The expected response is an exact repetition of every record, with images excluded.

__Data section__.
########################################
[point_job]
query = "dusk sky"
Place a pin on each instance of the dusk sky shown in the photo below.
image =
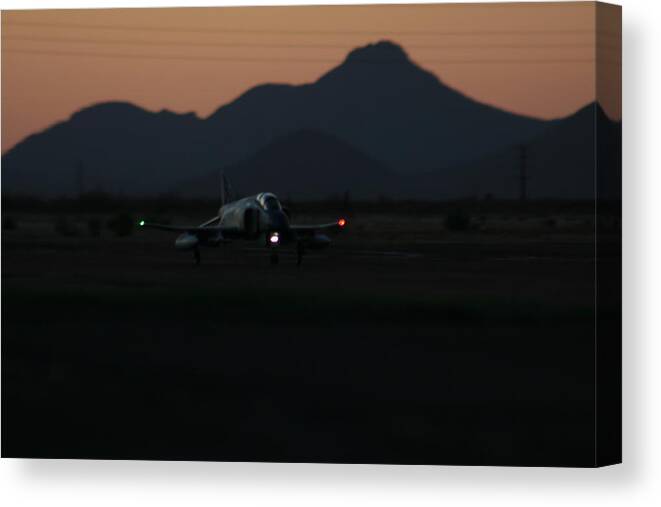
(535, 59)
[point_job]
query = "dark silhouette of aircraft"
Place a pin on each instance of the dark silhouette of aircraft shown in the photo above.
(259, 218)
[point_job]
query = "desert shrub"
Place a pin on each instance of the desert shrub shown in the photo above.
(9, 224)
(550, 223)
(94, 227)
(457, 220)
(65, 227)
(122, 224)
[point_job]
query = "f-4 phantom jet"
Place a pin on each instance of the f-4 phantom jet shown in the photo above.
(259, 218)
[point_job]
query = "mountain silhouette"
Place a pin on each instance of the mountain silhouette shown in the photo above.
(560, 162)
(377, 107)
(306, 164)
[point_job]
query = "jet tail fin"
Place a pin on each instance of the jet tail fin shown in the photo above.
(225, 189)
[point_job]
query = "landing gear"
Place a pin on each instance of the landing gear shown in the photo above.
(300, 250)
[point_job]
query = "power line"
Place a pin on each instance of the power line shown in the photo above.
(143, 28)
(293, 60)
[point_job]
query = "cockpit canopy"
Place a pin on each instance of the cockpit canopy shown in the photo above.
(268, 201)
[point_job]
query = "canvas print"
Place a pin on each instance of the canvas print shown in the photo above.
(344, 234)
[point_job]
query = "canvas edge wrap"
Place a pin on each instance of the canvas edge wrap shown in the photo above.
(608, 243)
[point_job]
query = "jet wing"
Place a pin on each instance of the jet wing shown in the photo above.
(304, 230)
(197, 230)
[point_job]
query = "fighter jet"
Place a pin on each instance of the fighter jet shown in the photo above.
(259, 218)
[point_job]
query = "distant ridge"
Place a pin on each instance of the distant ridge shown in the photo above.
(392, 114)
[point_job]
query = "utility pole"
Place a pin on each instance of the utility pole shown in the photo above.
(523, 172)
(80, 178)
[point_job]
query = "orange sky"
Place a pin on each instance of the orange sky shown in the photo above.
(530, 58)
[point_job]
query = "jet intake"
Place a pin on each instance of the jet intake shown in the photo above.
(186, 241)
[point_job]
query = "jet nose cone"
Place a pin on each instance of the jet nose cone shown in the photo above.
########################################
__Task solution__.
[point_job]
query = "dusk sky"
Place a pin on each instance of the dusk sky shown in the photo below.
image =
(535, 59)
[point_job]
query = "dark silhouette of aircraft"
Place a pin on each instance of the dark silhouette of aircraft shown in the photo above.
(259, 218)
[point_job]
query = "desert shrub"
Place a pin on each instance of the desert shrub shown in the photo above.
(9, 224)
(550, 223)
(94, 227)
(457, 220)
(65, 227)
(122, 224)
[point_job]
query = "f-4 phantom jet"
Place a pin on each instance of the f-4 phantom jet shown in the photo above.
(259, 218)
[point_job]
query = "mountain silhouette"
Place a pin on each instance of the mountain silhouette shown in the photo above.
(560, 162)
(377, 107)
(306, 164)
[point_job]
query = "jet tail fin"
Place a pin on each instance of the jet tail fin shown in the photo above.
(225, 189)
[point_job]
query = "landing gear"
Place a pin on each instance of the landing gear shown in the photo above.
(300, 250)
[point_job]
query = "power line"
Place a pin on each instance of the power line shown in the photo above.
(143, 28)
(293, 60)
[point_job]
query = "cockpit canopy"
Place a pin on each instance of the cockpit canopy shown in the photo above.
(268, 201)
[point_job]
query = "canvas print"
Place a pin on each instance of the canvas print shown in the photo above.
(344, 234)
[point_job]
query = "canvas edge wrap"
Place a pin on each instance of the canvas edge wrap shown in the photo above.
(608, 243)
[point_job]
query = "jet wing"
Place a pin on each instance of the jet wing shown in the photo above.
(304, 230)
(197, 230)
[point_job]
query = "fighter jet"
Place a pin on each instance of the fighter jet shown in the photo above.
(259, 218)
[point_job]
query = "distant ridge"
Place a pin on each instance of the distant ridge shown in the photo above.
(392, 114)
[point_job]
query = "utility pole"
Place a pin on each instance of the utility pole shown in the photo above.
(523, 172)
(80, 178)
[point_job]
query = "orange sky"
Place a pin on each instance of the orange sky shown in the photo above.
(530, 58)
[point_job]
query = "jet intake"
Place a pin on each instance of the jet intake shown in the photo above.
(186, 241)
[point_job]
query = "jet nose cone"
Place a pin on each instance of the jet nose cone shown in the photo above.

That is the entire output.